--- Start Extracted information ---

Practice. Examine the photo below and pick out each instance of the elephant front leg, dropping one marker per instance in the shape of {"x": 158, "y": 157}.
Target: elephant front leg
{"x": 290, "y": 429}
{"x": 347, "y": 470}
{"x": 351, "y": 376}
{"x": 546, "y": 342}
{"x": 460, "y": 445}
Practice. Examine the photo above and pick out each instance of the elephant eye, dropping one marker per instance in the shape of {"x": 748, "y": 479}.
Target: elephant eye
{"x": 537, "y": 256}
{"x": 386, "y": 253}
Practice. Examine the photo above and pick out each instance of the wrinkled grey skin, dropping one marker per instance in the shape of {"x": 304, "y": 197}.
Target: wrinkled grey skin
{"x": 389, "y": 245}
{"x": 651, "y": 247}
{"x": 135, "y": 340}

--- End Extracted information ---

== What to produce ==
Replace every "marker" in the data above with "dot" and write out all the lines again, with nothing else changed.

== Finished task ==
Practice. Examine the photo below and pick out each instance of the elephant front leg, dropping one dot per instance in the shape of {"x": 158, "y": 157}.
Target: elephant front leg
{"x": 290, "y": 429}
{"x": 347, "y": 470}
{"x": 351, "y": 376}
{"x": 546, "y": 342}
{"x": 460, "y": 445}
Practice. Examine the photo above and pick out each instance of the elephant eye, dropping one dot per instance in the shape of {"x": 748, "y": 479}.
Target: elephant eye
{"x": 537, "y": 256}
{"x": 386, "y": 253}
Practice. Examine the photo above and pick out each instance of the wrinkled grey skin, dropping one dot per instance in the shape of {"x": 304, "y": 197}.
Target: wrinkled grey skin
{"x": 389, "y": 245}
{"x": 651, "y": 247}
{"x": 135, "y": 340}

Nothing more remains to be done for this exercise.